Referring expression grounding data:
- Opening Delimiter -
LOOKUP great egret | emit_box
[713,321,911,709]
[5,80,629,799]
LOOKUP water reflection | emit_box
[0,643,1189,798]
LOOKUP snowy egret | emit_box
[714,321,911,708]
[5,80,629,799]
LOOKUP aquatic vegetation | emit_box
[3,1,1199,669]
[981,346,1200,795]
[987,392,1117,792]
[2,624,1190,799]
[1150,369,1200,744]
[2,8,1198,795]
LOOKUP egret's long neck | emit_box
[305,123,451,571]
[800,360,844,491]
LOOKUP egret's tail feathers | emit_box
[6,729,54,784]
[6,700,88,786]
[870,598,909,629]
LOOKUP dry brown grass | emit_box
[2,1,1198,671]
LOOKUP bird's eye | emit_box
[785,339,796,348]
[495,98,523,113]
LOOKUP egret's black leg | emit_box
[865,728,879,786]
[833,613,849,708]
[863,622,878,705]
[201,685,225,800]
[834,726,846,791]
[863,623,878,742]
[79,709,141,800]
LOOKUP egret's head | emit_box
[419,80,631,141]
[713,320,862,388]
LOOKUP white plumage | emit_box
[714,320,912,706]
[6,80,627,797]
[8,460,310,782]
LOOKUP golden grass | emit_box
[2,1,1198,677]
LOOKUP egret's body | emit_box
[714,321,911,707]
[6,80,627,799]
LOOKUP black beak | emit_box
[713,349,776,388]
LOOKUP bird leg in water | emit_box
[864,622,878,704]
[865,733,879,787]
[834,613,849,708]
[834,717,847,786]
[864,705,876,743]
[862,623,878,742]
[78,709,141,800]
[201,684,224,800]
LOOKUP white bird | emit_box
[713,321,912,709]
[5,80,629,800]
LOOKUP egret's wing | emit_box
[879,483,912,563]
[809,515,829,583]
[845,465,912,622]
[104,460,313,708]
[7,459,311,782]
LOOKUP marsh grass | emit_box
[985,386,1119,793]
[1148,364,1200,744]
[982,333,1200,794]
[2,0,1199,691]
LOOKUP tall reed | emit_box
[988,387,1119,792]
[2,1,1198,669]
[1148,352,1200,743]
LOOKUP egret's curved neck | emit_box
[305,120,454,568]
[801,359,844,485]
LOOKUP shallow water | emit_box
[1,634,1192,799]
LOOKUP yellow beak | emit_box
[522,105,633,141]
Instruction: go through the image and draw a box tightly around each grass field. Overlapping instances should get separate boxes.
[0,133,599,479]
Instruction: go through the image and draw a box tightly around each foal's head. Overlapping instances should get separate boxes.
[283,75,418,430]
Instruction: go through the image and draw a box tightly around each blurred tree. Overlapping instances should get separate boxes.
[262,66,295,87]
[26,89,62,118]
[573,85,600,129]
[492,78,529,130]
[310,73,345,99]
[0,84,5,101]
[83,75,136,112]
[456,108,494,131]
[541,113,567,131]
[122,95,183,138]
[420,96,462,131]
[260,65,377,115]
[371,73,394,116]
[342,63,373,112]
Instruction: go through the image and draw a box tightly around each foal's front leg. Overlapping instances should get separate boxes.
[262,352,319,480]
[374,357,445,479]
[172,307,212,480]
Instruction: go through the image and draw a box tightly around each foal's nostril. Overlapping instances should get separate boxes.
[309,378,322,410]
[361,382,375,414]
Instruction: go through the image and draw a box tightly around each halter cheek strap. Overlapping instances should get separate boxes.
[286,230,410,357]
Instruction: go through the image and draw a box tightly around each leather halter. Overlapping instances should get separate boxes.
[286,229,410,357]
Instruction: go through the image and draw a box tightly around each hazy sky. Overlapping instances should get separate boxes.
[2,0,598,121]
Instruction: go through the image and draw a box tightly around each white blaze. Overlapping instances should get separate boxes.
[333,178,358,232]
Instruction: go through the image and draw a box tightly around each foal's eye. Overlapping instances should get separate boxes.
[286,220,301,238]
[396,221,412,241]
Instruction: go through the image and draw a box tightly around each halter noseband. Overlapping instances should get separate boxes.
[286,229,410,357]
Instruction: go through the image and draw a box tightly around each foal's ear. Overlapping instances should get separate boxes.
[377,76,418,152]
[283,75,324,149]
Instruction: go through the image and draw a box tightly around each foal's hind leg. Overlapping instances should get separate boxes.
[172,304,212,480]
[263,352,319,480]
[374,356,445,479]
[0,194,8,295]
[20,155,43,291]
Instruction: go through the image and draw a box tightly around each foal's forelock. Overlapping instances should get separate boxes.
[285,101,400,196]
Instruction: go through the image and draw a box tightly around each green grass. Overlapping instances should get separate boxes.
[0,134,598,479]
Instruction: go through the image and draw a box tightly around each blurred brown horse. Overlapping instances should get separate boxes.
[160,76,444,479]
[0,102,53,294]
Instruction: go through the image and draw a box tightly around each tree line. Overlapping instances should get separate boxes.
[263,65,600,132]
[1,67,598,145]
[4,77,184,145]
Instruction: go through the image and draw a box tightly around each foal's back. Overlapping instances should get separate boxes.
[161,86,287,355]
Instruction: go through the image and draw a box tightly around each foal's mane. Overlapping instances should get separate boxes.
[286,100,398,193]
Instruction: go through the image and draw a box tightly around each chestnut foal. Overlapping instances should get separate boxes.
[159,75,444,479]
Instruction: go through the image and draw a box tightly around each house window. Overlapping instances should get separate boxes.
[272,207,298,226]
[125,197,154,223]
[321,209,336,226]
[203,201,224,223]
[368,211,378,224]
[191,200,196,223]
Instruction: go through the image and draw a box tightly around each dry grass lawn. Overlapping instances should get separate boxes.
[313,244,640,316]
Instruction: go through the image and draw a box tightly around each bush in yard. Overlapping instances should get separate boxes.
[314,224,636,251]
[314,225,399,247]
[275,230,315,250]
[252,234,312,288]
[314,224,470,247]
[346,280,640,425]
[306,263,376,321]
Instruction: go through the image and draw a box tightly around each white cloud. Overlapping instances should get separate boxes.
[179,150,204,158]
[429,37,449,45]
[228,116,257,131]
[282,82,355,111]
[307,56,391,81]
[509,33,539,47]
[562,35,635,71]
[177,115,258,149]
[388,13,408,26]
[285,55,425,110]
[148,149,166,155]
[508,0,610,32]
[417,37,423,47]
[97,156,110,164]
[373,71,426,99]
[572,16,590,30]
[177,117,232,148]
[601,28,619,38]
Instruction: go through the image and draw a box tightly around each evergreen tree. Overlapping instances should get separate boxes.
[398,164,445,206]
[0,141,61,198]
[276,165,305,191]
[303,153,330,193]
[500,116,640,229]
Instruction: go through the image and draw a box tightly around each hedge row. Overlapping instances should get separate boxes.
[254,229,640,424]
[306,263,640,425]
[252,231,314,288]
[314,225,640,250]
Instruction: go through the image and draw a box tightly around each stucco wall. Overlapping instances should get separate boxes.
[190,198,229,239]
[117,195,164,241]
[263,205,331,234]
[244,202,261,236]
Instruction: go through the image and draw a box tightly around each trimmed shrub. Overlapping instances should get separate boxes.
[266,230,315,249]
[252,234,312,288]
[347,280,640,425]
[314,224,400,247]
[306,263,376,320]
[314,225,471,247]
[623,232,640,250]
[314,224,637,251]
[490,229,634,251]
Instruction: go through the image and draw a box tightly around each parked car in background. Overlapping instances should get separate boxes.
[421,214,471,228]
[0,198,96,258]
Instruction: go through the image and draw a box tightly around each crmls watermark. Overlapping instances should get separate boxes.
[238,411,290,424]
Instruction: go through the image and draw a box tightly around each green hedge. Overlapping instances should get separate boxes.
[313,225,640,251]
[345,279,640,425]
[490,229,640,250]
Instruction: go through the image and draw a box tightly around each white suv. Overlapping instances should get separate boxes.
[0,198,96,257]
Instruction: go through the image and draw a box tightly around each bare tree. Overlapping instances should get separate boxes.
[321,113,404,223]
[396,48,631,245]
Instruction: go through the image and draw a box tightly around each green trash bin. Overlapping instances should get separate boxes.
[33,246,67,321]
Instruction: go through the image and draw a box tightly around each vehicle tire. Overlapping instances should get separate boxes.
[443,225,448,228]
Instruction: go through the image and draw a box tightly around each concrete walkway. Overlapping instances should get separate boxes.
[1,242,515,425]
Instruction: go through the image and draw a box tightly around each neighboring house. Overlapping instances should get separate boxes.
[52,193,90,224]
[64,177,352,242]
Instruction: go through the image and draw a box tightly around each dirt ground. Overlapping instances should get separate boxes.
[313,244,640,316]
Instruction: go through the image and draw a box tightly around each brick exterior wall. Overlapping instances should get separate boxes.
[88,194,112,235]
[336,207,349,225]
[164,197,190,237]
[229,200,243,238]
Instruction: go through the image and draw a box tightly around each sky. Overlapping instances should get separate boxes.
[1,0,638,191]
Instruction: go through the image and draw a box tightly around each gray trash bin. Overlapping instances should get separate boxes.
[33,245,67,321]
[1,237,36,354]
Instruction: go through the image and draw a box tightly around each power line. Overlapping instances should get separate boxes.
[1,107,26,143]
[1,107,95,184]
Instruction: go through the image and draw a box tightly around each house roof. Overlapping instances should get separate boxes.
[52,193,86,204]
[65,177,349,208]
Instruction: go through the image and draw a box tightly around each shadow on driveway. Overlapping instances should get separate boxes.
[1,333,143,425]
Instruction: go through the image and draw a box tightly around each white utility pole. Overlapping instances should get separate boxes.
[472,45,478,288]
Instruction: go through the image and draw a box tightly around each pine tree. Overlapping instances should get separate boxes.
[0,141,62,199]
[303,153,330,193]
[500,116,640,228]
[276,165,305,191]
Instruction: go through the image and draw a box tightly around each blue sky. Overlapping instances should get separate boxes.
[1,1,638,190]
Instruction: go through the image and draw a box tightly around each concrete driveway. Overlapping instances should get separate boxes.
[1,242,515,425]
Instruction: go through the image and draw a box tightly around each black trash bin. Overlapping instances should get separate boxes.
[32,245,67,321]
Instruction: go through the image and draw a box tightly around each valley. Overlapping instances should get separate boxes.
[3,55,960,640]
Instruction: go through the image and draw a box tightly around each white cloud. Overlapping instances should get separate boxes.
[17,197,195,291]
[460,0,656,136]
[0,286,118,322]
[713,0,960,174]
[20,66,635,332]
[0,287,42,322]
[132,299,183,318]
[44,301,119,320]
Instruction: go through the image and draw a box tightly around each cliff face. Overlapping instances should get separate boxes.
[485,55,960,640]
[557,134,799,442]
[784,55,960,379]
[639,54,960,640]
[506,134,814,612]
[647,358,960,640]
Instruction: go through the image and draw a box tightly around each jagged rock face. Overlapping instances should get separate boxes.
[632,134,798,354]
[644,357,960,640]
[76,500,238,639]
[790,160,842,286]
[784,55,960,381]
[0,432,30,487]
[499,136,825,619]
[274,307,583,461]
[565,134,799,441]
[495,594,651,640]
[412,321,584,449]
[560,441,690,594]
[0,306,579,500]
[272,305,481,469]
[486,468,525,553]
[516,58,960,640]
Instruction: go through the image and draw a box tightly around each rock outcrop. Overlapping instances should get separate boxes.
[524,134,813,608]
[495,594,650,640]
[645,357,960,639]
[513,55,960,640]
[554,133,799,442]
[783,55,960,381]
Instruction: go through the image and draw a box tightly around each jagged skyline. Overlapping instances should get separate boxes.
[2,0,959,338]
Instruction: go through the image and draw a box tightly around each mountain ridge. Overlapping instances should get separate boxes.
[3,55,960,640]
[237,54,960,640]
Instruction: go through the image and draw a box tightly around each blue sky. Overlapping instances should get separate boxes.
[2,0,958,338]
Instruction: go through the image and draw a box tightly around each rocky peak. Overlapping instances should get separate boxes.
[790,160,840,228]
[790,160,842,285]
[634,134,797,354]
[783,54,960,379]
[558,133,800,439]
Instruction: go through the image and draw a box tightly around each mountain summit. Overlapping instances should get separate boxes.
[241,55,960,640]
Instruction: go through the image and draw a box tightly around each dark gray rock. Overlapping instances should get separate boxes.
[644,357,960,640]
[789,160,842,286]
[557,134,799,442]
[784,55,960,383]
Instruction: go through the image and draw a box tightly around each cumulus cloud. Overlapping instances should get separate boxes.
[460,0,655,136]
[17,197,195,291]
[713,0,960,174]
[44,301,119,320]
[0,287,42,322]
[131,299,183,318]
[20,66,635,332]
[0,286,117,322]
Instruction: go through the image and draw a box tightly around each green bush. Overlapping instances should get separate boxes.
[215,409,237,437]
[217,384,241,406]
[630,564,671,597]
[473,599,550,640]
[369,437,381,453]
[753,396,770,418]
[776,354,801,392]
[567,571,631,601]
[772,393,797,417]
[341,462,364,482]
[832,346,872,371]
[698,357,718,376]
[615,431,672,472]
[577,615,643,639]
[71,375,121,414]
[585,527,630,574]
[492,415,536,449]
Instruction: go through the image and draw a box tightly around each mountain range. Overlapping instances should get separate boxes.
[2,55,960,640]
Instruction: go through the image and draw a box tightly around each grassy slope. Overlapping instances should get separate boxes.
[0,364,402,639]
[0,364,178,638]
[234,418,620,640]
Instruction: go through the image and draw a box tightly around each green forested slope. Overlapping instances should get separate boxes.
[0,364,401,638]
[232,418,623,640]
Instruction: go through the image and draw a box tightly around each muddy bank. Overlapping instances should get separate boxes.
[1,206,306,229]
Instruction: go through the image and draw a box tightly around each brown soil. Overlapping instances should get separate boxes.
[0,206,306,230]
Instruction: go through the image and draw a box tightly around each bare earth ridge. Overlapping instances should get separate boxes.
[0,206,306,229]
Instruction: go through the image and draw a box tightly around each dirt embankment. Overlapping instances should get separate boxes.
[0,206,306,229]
- Closing Delimiter -
> [Assignment]:
Output exactly what runs from the line with "soil. Overlapping instances should get separate boxes." to the final line above, both lines included, and nothing else.

> [Solution to the problem]:
Instruction: go through the image and draw a box tightly around each brown soil. Overlapping instances should get separate boxes.
[0,206,306,230]
Instruction: go through the image and draw a box tightly around each bare earth ridge. Overlapping instances should get separate boxes.
[0,206,306,229]
Instruction: go through the image and draw a box tightly around each dirt embankment. Overlapping instances should get separate boxes.
[0,206,306,229]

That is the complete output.